Start of TASK DATA

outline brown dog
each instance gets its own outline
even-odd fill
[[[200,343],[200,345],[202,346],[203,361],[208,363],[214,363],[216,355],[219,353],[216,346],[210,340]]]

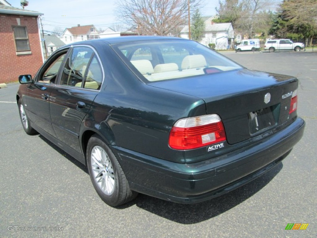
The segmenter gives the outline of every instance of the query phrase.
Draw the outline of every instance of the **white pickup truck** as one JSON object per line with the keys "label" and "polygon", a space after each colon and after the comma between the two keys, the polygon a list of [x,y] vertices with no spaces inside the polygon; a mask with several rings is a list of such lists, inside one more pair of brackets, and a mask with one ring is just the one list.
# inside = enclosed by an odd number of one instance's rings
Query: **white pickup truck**
{"label": "white pickup truck", "polygon": [[293,42],[289,39],[268,39],[265,42],[264,50],[268,50],[270,52],[275,50],[290,50],[300,51],[305,49],[305,45],[302,43]]}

End of TASK DATA

Lay out every one of the lines above as a JSON list of strings, with one string for each line. Omit the blank lines and the pictures.

■ **FINAL ANSWER**:
[
  "outline brown dog",
  "each instance gets its own outline",
  "even-odd fill",
  "[[[200,343],[200,345],[202,346],[203,361],[208,363],[214,363],[216,355],[219,353],[216,346],[210,340]]]",
  "The segmenter gives the outline of every instance of the query phrase.",
  "Draw the outline of every instance of the **white pickup truck** as one JSON object per line with the keys \"label\" and \"polygon\", a space after each colon and after the comma between the two keys, the polygon a list of [x,y] vertices with no spaces inside the polygon; a mask with several rings is a list of such lists, inside one more pair of brackets, and a mask with one ring is just the one list.",
  "# inside = enclosed by an odd number of one instance's rings",
  "Query: **white pickup truck**",
  "{\"label\": \"white pickup truck\", \"polygon\": [[293,42],[289,39],[268,39],[265,42],[264,50],[268,50],[270,52],[275,50],[290,50],[300,51],[305,49],[305,45],[302,43]]}"
]